>> START Source passage

The fight against engineered foods faces tough going in the U.S., where Monsanto easily won acceptance of its bovine growth hormone in 1993. But Europeans still have not dropped barriers to rBGH, and efforts to approve the hormone in Canada have provoked widespread controversy.
Six Canadian scientists went public with accounts of pressure that was put on them to approve rBGH. A subsequent government investigation resulted in the creation of two panels to look into the issue, but that prompted an even bigger flap when opponents maintained that one was biased because it included a McGill University nutritionist who had worked for Monsanto.
“[Canadian] scientists are forced to approve drugs not safe for animal and human consumption,” said Maude Barlow of the advocacy group Council of Canadians, adding, “This is the corporatization of . . . Canada’s health protection branch.” She said that private business provides 70 percent of the regulatory unit’s financing and exercises undue influence on its decision-making process.
A Canadian Sierra Club official claimed to have obtained internal documents that show the drug caused cysts in the thyroids of rats. Monsanto insists it has no harmful side effects.

>> END Source passage
>> START Material supplied

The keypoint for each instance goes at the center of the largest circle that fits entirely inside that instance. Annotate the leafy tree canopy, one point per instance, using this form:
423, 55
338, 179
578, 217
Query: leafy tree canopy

>> END Material supplied

Stated task 1:
Answer these questions from the rBGH text:
(a) In what year did Monsanto win acceptance of its bovine growth hormone in the U.S.?
(b) How many Canadian scientists went public about pressure to approve rBGH?
(c) What share of the regulatory unit's financing did Maude Barlow say comes from private business?
Stated task 2:
Reproduce the portion of the rBGH text running from "The fight against" down to "worked for Monsanto.".
Stated task 3:
According to the rBGH text, why did opponents say that one of the two investigative panels was biased? Answer in one to three sentences.
The material above is separate from the text on the rBGH controversy.

Complete output 1:
(a) 1993
(b) Six
(c) 70 percent

Complete output 2:
The fight against engineered foods faces tough going in the U.S., where Monsanto easily won acceptance of its bovine growth hormone in 1993. But Europeans still have not dropped barriers to rBGH, and efforts to approve the hormone in Canada have provoked widespread controversy.
Six Canadian scientists went public with accounts of pressure that was put on them to approve rBGH. A subsequent government investigation resulted in the creation of two panels to look into the issue, but that prompted an even bigger flap when opponents maintained that one was biased because it included a McGill University nutritionist who had worked for Monsanto.

Complete output 3:
Opponents said the panel was biased because one of its members was a McGill University nutritionist who had worked for Monsanto.